▶ Task details
Retype the entire listing below line for line with no changes. Leave out the pictures.

Annotation data based on points:
* * * *

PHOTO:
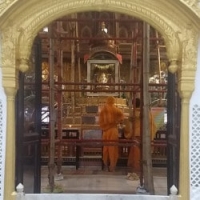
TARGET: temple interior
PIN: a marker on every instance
(78, 61)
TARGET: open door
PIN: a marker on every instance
(28, 125)
(173, 132)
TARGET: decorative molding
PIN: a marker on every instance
(5, 4)
(193, 5)
(44, 14)
(189, 39)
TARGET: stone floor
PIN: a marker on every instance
(94, 180)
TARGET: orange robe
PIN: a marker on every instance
(134, 133)
(109, 117)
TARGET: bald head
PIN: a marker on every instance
(110, 100)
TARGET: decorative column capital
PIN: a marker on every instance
(186, 84)
(23, 64)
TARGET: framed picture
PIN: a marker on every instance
(102, 72)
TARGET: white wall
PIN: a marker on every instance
(2, 132)
(194, 131)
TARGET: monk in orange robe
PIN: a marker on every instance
(134, 133)
(109, 117)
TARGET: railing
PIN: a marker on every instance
(77, 147)
(20, 195)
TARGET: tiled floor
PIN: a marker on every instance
(94, 180)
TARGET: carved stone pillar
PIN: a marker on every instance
(10, 85)
(185, 88)
(10, 144)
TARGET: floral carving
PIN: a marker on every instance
(8, 48)
(194, 5)
(189, 47)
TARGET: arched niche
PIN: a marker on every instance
(20, 21)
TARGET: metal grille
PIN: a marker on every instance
(195, 151)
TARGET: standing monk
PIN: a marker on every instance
(110, 116)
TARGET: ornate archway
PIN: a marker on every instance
(170, 18)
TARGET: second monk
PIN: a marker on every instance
(110, 116)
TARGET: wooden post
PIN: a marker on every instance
(51, 111)
(147, 158)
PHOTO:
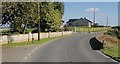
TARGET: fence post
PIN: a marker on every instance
(49, 34)
(62, 33)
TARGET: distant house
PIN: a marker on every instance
(79, 22)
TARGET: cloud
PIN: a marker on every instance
(92, 9)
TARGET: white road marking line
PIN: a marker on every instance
(107, 56)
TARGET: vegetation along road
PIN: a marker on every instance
(74, 48)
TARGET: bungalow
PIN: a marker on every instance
(79, 22)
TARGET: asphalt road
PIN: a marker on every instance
(73, 48)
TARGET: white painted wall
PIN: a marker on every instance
(28, 37)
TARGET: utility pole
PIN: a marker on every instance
(94, 16)
(38, 22)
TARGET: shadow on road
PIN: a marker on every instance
(95, 44)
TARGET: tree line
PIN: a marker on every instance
(20, 15)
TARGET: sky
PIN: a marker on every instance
(76, 10)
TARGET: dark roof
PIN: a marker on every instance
(72, 20)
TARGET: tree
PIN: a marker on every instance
(19, 15)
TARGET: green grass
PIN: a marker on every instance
(112, 52)
(29, 42)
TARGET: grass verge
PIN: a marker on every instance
(29, 42)
(110, 46)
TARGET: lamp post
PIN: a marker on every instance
(38, 22)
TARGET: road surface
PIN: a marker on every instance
(73, 48)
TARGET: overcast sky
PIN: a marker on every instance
(76, 10)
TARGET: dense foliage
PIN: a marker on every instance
(20, 15)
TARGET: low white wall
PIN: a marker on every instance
(28, 37)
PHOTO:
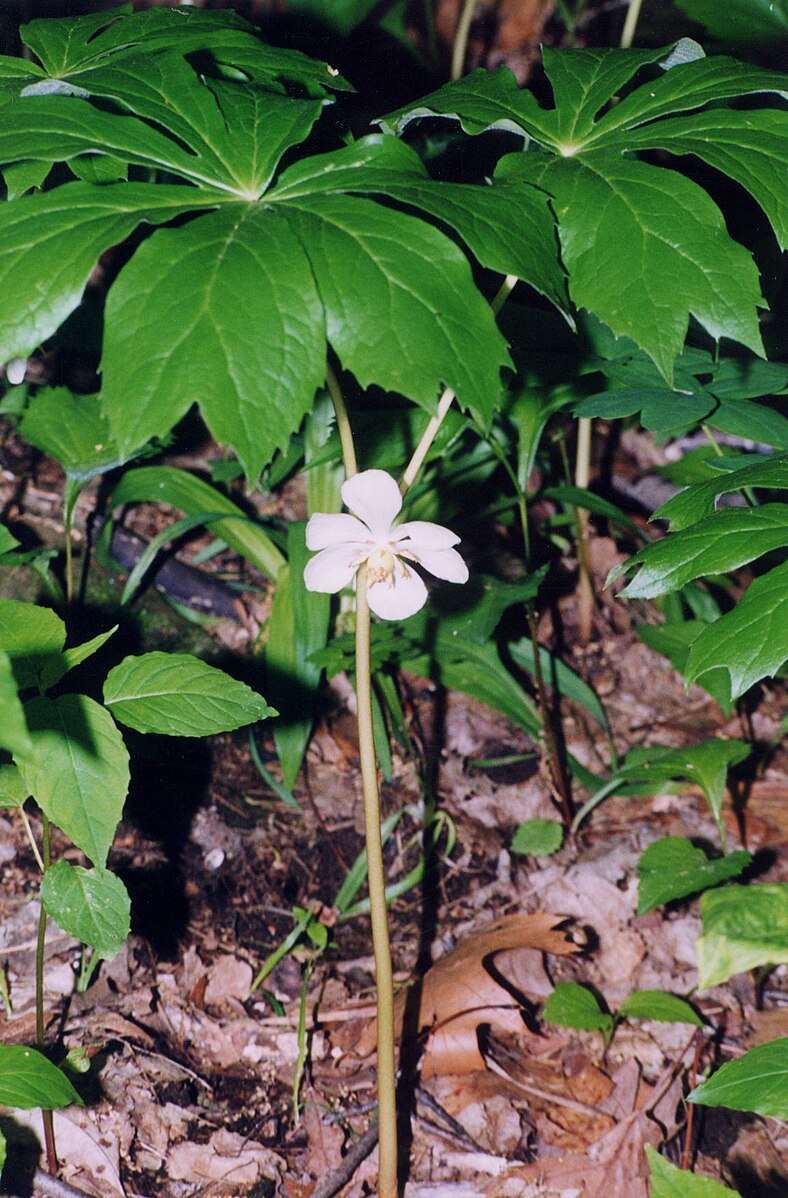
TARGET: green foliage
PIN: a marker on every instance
(575, 1006)
(656, 1004)
(673, 867)
(28, 1079)
(680, 260)
(758, 1082)
(538, 838)
(91, 905)
(668, 1181)
(744, 927)
(175, 694)
(743, 23)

* * * *

▶ Response to this exercise
PHOTO:
TARGET: temple interior
PIN: a marker on every instance
(78, 61)
TARGET: open door
PIN: a marker on every instance
(28, 125)
(173, 132)
TARGET: decorative molding
PIN: a marker on every instance
(5, 4)
(193, 5)
(44, 14)
(189, 39)
TARGET: stone floor
PIN: a marker on every instance
(94, 180)
TARGET: orange robe
PIN: a marker on every instance
(134, 133)
(109, 117)
TARGET: bald head
PIN: a marker on every instance
(110, 100)
TARGET: decorative column capital
PIN: a marker on every instance
(186, 84)
(23, 64)
TARGET: framed picture
PIN: a marker on every instance
(102, 72)
TARGET: white wall
PIN: a marker on every instance
(2, 132)
(194, 131)
TARGET: monk in orange robe
PIN: a marker on every instance
(134, 133)
(109, 117)
TARGET: railing
PIN: a marker on every instance
(77, 147)
(20, 195)
TARGET: tiled floor
PIN: a marker on every instance
(94, 180)
TARGET: carved stone pillar
PIN: a marker on every instance
(10, 85)
(185, 88)
(10, 144)
TARGET: floral carving
PIN: a marker on every instance
(8, 48)
(194, 5)
(189, 47)
TARGET: arched niche
PIN: a marker on every instance
(20, 21)
TARGET: metal grille
PIN: a marker on every instance
(195, 151)
TARGET: standing monk
PIN: a marker on every instance
(110, 116)
TARGET: ornate archway
PIN: a marker on every instance
(170, 18)
TARGET: second monk
PIN: a marker on every instance
(110, 116)
TARGET: wooden post
PIN: a marker on every instance
(51, 111)
(147, 158)
PHOTO:
TARGET: fence post
PIN: a marker on every instance
(49, 34)
(62, 33)
TARGET: distant house
PIN: a marker on every instance
(79, 22)
TARGET: cloud
PIN: a marker on every instance
(92, 9)
TARGET: white road marking line
PIN: a marker on every instance
(107, 56)
TARGET: vegetation along road
PIN: a marker on every instance
(74, 48)
TARGET: bungalow
PIN: a marker on every instance
(79, 22)
TARGET: asphalt road
PIN: a marker on every instance
(73, 48)
TARGET: white painted wall
PIN: a marker on every instance
(28, 37)
TARGET: utility pole
PIN: a marker on every instance
(94, 16)
(38, 22)
TARGET: shadow on road
PIN: a marker on every instance
(95, 44)
TARGET: tree line
PIN: a marker on every instance
(20, 15)
TARGET: sky
PIN: a marker on every instance
(76, 10)
TARGET: dark roof
PIN: a marker on every instance
(72, 20)
TARGET: tree
PIN: a marker on every instance
(19, 15)
TARGET: green grass
PIN: a marker on every instance
(112, 52)
(29, 42)
TARGET: grass verge
PIN: a marker on every instance
(29, 42)
(110, 46)
TARGET: lamp post
PIN: a marker on every instance
(38, 22)
TARGET: road surface
PIN: a marker on every instance
(73, 48)
TARGET: overcast sky
PIN: a marker on every instance
(76, 10)
TARGET: dense foliage
PIN: a marker on every instance
(20, 15)
TARGET: low white wall
PIN: a marker on every instance
(28, 37)
PHOTO:
TARGET: green foliage
PIN: a marker on every instance
(575, 1006)
(656, 1004)
(673, 867)
(28, 1079)
(680, 260)
(758, 1082)
(538, 838)
(91, 905)
(668, 1181)
(744, 927)
(175, 694)
(743, 23)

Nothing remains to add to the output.